Directions for this task —
Copy out all the entries exactly.

Entries supplied —
────────────────

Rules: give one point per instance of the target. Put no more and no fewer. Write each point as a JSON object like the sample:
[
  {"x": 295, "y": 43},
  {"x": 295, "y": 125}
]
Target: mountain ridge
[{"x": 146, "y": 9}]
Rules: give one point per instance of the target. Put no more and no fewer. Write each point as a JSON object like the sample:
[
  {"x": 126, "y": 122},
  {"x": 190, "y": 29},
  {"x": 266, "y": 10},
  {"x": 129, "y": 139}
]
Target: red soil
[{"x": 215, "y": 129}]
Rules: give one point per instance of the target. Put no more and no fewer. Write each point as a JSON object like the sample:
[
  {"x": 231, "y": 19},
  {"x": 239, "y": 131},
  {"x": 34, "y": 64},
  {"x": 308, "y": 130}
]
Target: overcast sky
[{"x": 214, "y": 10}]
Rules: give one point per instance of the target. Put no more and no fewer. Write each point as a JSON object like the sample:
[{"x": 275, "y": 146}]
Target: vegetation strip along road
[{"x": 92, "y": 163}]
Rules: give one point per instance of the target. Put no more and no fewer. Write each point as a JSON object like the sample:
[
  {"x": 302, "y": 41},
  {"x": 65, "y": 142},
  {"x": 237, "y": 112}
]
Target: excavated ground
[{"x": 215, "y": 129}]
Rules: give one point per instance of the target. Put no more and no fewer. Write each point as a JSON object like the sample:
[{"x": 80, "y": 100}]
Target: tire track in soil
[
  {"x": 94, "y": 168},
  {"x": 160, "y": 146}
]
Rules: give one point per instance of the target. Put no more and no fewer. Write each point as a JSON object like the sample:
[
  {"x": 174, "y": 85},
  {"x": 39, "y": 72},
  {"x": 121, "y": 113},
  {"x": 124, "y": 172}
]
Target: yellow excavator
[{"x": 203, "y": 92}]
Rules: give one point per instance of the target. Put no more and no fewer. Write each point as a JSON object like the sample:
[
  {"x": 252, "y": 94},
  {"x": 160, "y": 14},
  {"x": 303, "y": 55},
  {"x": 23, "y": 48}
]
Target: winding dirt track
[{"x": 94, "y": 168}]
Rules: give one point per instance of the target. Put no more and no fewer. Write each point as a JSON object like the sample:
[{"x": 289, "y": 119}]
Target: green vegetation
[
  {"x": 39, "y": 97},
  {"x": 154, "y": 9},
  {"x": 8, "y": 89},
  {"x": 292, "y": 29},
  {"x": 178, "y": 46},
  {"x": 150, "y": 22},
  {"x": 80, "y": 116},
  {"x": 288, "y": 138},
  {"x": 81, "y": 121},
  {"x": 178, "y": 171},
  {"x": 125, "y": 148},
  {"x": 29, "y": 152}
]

────────────────

Right answer —
Rules: give one point per instance of the target. Put no more and no fewer. Write each point as a JSON object like the sample:
[
  {"x": 295, "y": 43},
  {"x": 295, "y": 125}
]
Target: mountain ridge
[{"x": 146, "y": 9}]
Rules: give one point per instance of the target. Put no more and no fewer. Write each point as a JSON object like the sample:
[
  {"x": 126, "y": 122},
  {"x": 190, "y": 29},
  {"x": 266, "y": 10},
  {"x": 129, "y": 139}
]
Target: red soil
[{"x": 215, "y": 129}]
Rules: give one point per instance of the target. Put no more and no fewer. Write each point as a JSON object like the sample:
[
  {"x": 231, "y": 19},
  {"x": 239, "y": 131},
  {"x": 34, "y": 64},
  {"x": 308, "y": 130}
]
Target: overcast sky
[{"x": 214, "y": 10}]
Rules: give one point per instance of the target. Put no more and no fewer. Write each point as a JSON object like the sample:
[{"x": 275, "y": 146}]
Target: vegetation strip along road
[{"x": 92, "y": 163}]
Rules: give one point per instance of the target. Put no more and no fewer. Write each point as a JSON object like the sample:
[
  {"x": 302, "y": 41},
  {"x": 65, "y": 142},
  {"x": 237, "y": 112}
]
Target: excavated ground
[{"x": 215, "y": 129}]
Rules: give one point per instance of the target. Put no more and no fewer. Write each point as a JSON object like the sample:
[{"x": 80, "y": 100}]
Target: tire track in soil
[
  {"x": 94, "y": 168},
  {"x": 160, "y": 146}
]
Rules: give one point per instance of the target. Put no more and no fewer. Write each point as a JSON object like the sample:
[
  {"x": 174, "y": 85},
  {"x": 39, "y": 72},
  {"x": 121, "y": 113},
  {"x": 124, "y": 172}
]
Target: yellow excavator
[{"x": 203, "y": 92}]
Rules: give one point per instance of the target. Put no more and no fewer. Write each point as a JSON object like the sample:
[
  {"x": 252, "y": 94},
  {"x": 160, "y": 14},
  {"x": 303, "y": 55},
  {"x": 23, "y": 48}
]
Target: winding dirt track
[{"x": 94, "y": 168}]
Rules: give one point per instance of the target. Put no more and no fewer. Write each point as a JSON object like the sample:
[{"x": 289, "y": 119}]
Target: green vegetation
[
  {"x": 39, "y": 97},
  {"x": 154, "y": 9},
  {"x": 8, "y": 89},
  {"x": 292, "y": 29},
  {"x": 178, "y": 46},
  {"x": 150, "y": 22},
  {"x": 80, "y": 116},
  {"x": 288, "y": 138},
  {"x": 81, "y": 121},
  {"x": 178, "y": 171},
  {"x": 125, "y": 148},
  {"x": 29, "y": 152}
]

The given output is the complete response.